▸ Data shown:
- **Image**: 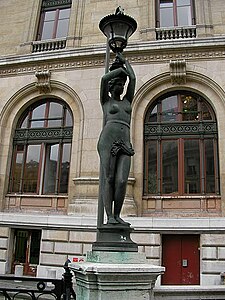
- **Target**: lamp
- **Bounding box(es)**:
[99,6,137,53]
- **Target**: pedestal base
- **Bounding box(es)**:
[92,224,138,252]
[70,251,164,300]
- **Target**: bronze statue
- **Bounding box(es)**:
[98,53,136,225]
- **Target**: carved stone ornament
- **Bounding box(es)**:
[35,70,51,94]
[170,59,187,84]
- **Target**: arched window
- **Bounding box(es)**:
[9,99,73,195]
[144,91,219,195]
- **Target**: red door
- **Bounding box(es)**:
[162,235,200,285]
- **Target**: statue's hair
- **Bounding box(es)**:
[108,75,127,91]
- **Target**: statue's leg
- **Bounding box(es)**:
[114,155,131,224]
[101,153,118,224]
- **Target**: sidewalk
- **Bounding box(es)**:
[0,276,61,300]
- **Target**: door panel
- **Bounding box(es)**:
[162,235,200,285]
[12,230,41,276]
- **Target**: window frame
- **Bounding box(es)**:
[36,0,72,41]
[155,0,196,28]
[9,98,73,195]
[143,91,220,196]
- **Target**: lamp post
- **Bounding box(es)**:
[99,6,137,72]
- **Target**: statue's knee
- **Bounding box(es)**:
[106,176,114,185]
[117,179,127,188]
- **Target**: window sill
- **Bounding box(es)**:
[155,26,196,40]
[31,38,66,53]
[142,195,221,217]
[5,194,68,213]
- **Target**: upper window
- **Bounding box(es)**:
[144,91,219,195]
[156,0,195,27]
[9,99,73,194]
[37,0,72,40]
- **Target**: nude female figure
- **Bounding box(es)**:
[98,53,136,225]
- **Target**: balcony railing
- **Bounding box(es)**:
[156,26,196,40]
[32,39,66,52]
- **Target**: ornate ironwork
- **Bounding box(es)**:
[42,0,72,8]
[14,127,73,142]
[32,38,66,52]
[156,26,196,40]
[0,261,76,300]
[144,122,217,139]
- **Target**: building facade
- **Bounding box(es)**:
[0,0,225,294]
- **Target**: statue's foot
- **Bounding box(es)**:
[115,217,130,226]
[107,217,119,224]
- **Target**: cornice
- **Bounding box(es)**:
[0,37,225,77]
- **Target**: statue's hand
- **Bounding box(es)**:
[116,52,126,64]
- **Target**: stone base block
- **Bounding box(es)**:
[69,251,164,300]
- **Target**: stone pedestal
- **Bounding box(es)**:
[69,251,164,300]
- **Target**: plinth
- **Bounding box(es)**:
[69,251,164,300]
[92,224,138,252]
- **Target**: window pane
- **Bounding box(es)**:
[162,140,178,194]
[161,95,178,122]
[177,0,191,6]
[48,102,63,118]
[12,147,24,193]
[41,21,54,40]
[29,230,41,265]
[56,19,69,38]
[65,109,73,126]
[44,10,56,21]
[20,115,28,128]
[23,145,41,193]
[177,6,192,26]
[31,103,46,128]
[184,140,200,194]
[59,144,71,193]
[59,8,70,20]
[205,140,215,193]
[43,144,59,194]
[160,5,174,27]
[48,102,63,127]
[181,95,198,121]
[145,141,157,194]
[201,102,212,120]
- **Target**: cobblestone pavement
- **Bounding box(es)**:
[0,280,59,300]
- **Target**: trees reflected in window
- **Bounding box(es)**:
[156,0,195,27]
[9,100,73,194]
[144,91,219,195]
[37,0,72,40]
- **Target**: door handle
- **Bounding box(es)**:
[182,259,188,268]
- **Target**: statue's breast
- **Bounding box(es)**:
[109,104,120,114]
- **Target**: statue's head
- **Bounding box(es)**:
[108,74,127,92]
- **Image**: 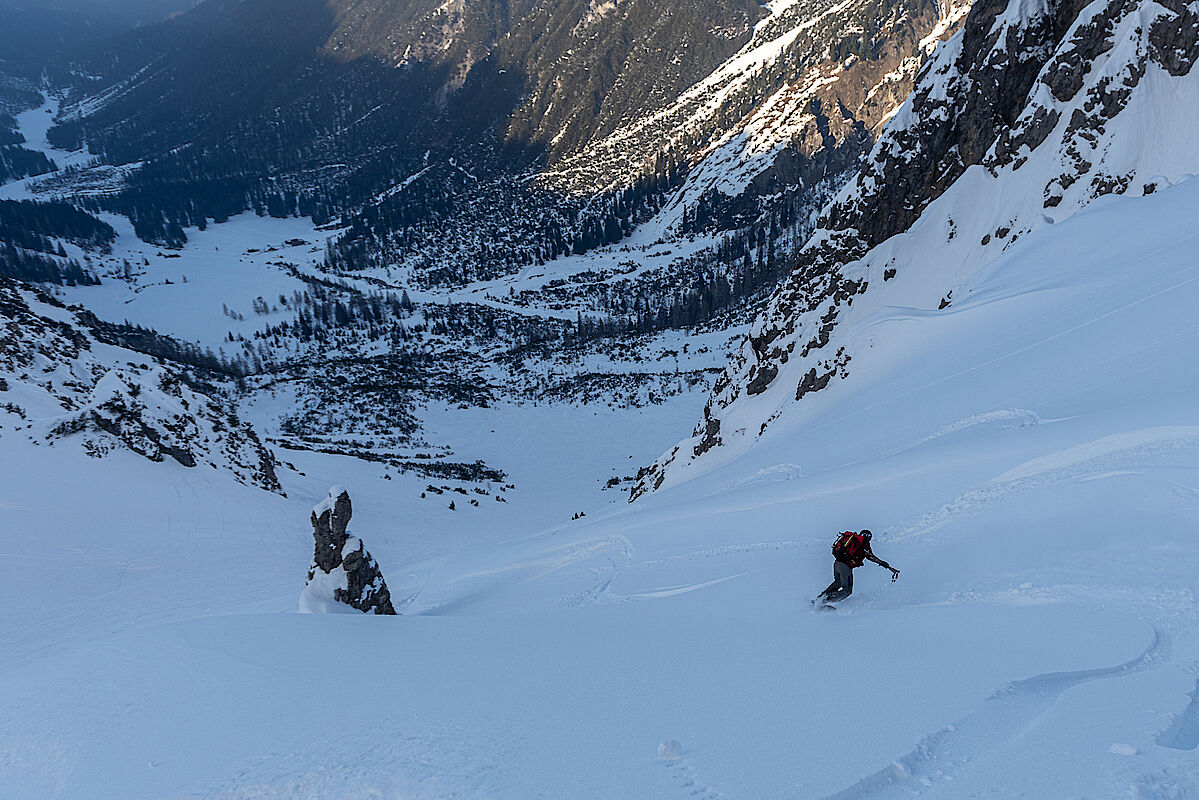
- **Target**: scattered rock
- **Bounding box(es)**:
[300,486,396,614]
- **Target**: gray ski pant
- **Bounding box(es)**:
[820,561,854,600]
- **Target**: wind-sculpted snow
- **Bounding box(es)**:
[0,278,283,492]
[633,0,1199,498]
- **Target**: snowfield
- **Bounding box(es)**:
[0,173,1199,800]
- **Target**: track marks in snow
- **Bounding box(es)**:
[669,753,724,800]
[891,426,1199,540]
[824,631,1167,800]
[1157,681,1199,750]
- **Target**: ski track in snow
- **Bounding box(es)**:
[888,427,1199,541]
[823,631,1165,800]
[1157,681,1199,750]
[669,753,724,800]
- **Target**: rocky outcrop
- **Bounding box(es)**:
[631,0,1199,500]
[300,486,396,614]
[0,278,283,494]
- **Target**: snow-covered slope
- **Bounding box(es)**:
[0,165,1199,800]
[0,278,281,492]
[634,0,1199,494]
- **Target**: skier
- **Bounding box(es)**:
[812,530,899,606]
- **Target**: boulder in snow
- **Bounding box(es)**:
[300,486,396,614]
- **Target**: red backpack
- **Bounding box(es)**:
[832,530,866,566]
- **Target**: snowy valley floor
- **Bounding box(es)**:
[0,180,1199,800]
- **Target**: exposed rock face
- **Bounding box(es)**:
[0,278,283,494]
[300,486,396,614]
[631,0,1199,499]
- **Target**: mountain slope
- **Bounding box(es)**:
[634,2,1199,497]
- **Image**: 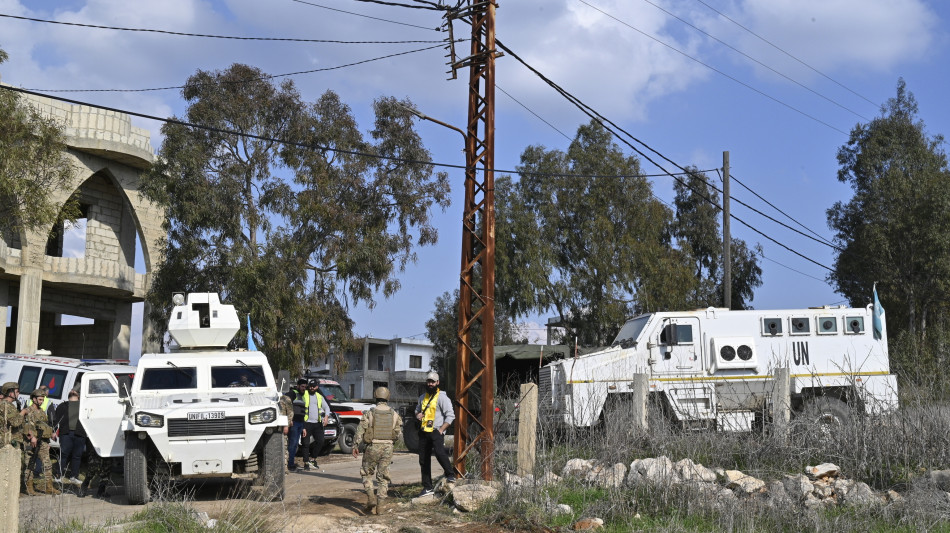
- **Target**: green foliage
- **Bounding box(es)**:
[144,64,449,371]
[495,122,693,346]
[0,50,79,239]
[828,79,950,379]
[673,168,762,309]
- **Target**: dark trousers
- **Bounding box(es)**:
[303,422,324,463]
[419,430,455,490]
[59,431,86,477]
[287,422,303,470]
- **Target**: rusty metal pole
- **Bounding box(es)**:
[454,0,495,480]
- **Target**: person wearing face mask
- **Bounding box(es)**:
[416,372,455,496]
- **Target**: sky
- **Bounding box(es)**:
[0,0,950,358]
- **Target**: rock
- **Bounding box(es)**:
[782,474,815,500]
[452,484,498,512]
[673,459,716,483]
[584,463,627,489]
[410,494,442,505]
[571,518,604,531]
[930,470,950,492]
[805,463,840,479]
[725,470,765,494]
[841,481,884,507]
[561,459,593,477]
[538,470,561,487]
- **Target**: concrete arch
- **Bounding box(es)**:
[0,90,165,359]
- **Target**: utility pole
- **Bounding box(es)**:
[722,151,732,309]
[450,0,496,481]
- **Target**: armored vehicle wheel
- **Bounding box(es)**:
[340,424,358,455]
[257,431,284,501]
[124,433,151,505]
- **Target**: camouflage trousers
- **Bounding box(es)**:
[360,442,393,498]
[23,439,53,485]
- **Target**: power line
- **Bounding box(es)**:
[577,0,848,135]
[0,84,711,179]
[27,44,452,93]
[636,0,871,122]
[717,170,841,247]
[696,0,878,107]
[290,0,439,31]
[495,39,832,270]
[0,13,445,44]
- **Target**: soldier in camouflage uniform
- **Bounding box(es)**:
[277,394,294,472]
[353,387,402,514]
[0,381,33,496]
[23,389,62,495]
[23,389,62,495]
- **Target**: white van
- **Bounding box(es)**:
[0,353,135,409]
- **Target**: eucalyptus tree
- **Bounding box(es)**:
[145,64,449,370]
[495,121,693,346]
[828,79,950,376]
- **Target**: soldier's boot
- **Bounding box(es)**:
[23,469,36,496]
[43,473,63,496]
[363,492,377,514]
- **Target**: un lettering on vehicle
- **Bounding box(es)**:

▸ Exercise brief: Please copy all the items above line for line, leaving out the pictures.

▸ Task answer:
- **Image**: 
- **Target**: lamp
- **Bounding box(es)**:
[99,6,137,53]
- **Target**: pedestal base
- **Bounding box(es)**:
[92,224,138,252]
[70,251,164,300]
- **Target**: bronze statue
- **Bounding box(es)**:
[98,53,136,225]
- **Target**: carved stone ornament
- **Bounding box(es)**:
[35,70,51,94]
[170,59,187,84]
- **Target**: arched window
- **Bounding box(es)**:
[9,99,73,195]
[144,91,219,195]
- **Target**: red door
- **Bounding box(es)**:
[162,235,200,285]
- **Target**: statue's hair
- **Bounding box(es)**:
[108,75,127,91]
- **Target**: statue's leg
- **Bounding box(es)**:
[114,155,131,224]
[101,153,118,224]
- **Target**: sidewalk
- **Bounding box(es)**:
[0,276,61,300]
- **Target**: door panel
- **Bounding box(es)**:
[162,235,200,285]
[12,230,41,276]
- **Target**: window frame
- **Bounding box(es)**:
[36,0,72,41]
[155,0,196,28]
[9,98,73,195]
[143,91,220,196]
- **Target**: lamp post
- **Bounding box(es)**:
[99,6,137,72]
- **Target**: statue's knee
- **Bounding box(es)**:
[106,176,114,185]
[117,179,127,188]
- **Target**: window sill
- **Bounding box(es)**:
[155,26,196,40]
[31,38,66,53]
[142,195,221,217]
[5,194,68,213]
- **Target**: upper window
- **Bounding box(es)**:
[144,91,219,195]
[156,0,195,27]
[9,99,73,194]
[37,0,72,40]
- **Target**: nude female figure
- **Bounding box(es)**:
[98,53,136,225]
- **Target**: balcony railing
- **Bounding box(es)**:
[156,26,196,40]
[32,39,66,52]
- **Target**: ornate ironwork
- **Bounding box(es)**:
[42,0,72,8]
[14,127,73,142]
[32,38,66,52]
[156,26,196,40]
[0,261,76,300]
[144,122,217,139]
- **Target**: building facade
- **Bounding box(es)**:
[0,0,225,294]
- **Target**: statue's foot
- **Bounding box(es)**:
[115,217,130,226]
[107,217,119,224]
- **Target**: cornice
- **Bounding box(es)**:
[0,37,225,77]
- **Target**: statue's hand
- **Bounding box(es)**:
[116,52,126,64]
- **Target**: stone base block
- **Bounding box(es)**:
[69,251,164,300]
- **Target**: stone pedestal
- **Bounding box(es)**:
[69,251,164,300]
- **Target**: plinth
- **Bounding box(es)**:
[69,251,164,300]
[92,224,138,252]
- **Target**: window pane
- **Bounding box(es)**:
[162,140,178,194]
[161,95,178,122]
[177,0,191,6]
[48,102,63,118]
[12,147,24,193]
[41,21,54,40]
[29,230,41,265]
[56,19,69,38]
[65,109,73,126]
[44,10,56,21]
[20,115,28,128]
[23,145,41,193]
[177,6,192,26]
[31,103,46,128]
[184,140,200,194]
[59,144,71,193]
[59,8,70,20]
[205,140,215,193]
[43,144,59,194]
[160,5,174,27]
[48,102,63,127]
[181,95,198,121]
[145,141,157,194]
[201,102,212,120]
- **Target**: cobblestone pavement
- **Bounding box(es)**:
[0,280,59,300]
- **Target**: trees reflected in window
- **Bounding box(es)**:
[156,0,195,27]
[9,100,73,194]
[144,91,219,195]
[37,0,72,40]
- **Target**: door handle
- **Bounding box(es)**:
[182,259,188,268]
- **Target**: statue's breast
- **Bounding box(es)**:
[109,104,120,114]
- **Target**: statue's head
- **Bounding box(es)**:
[108,74,127,92]
- **Image**: 
- **Target**: scattered rock
- **Bounding box(es)**:
[300,486,396,614]
- **Target**: gray ski pant
- **Bounding box(es)**:
[820,561,854,600]
- **Target**: wind-sculpted snow
- **Bounding box(es)**:
[0,278,283,492]
[633,0,1199,498]
- **Target**: snowfield
- **Bounding box(es)**:
[0,173,1199,800]
- **Target**: track marks in snow
- **Bounding box(es)**:
[669,753,724,800]
[891,426,1199,540]
[824,631,1167,800]
[1157,681,1199,750]
- **Target**: ski track in snow
- **Bounding box(es)**:
[888,427,1199,541]
[823,631,1165,800]
[1157,681,1199,750]
[669,753,724,800]
- **Target**: rocky outcrop
- **Bounding box(es)**:
[631,0,1199,500]
[300,486,396,614]
[0,278,283,494]
- **Target**: snow-covered slope
- **Bounding box(es)**:
[0,165,1199,800]
[0,278,281,492]
[634,0,1199,494]
- **Target**: skier
- **Bounding box(es)**:
[812,530,899,606]
- **Target**: boulder in snow
- **Bounding box(es)**:
[300,486,396,614]
- **Target**: red backpack
- **Bounding box(es)**:
[832,530,866,566]
- **Target**: snowy valley floor
- **Bounding box(es)**:
[0,180,1199,800]
- **Target**: exposed rock face
- **Bounding box(es)**:
[0,278,283,494]
[300,486,396,614]
[631,0,1199,499]
- **Target**: mountain slope
- **Bounding box(es)**:
[634,2,1199,497]
- **Image**: 
- **Target**: green foliage
- **Bounding box(es)**:
[144,64,449,371]
[495,122,693,346]
[0,50,79,239]
[828,79,950,379]
[673,168,762,309]
- **Target**: dark trousers
- **Bounding box(es)**:
[303,422,324,463]
[419,430,455,490]
[59,431,86,477]
[287,422,303,470]
- **Target**: rusty metal pole
- **Bounding box(es)**:
[454,0,495,480]
- **Target**: person wearing face mask
- **Bounding box(es)**:
[416,372,455,496]
- **Target**: sky
- **Bounding box(es)**:
[0,0,950,358]
- **Target**: rock
- **Bounding box(es)**:
[782,474,815,500]
[452,484,498,512]
[673,459,716,483]
[584,463,627,489]
[410,494,442,505]
[571,518,604,531]
[930,470,950,492]
[805,463,840,479]
[725,470,765,494]
[841,481,884,507]
[561,459,593,477]
[538,470,561,487]
- **Target**: concrete arch
- **Bounding box(es)**:
[0,90,165,359]
- **Target**: utility pole
- **Bounding box(es)**:
[722,151,732,309]
[450,0,496,481]
- **Target**: armored vehicle wheel
- **Bounding box(es)**:
[340,424,358,455]
[257,431,284,501]
[124,433,151,505]
- **Target**: camouflage trousers
- **Bounding box(es)**:
[360,442,393,498]
[23,439,53,485]
- **Target**: power line
- **Bounding box(es)**:
[577,0,848,135]
[0,84,711,179]
[27,44,452,93]
[636,0,871,122]
[717,170,841,247]
[696,0,878,107]
[290,0,439,31]
[495,39,832,270]
[0,13,445,44]
- **Target**: soldier in camouflage uniform
- **Bounding box(es)**:
[277,394,294,472]
[353,387,402,514]
[0,381,33,496]
[23,389,62,495]
[23,389,62,495]
- **Target**: white van
- **Bounding box(es)**:
[0,353,135,409]
- **Target**: eucalyptus tree
- **Bounding box(es)**:
[145,64,449,370]
[495,121,693,346]
[828,79,950,376]
- **Target**: soldier's boot
- **Bounding box(es)**:
[23,469,36,496]
[43,473,63,496]
[363,492,377,514]
- **Target**: un lettering on vehicle
- **Bounding box(es)**:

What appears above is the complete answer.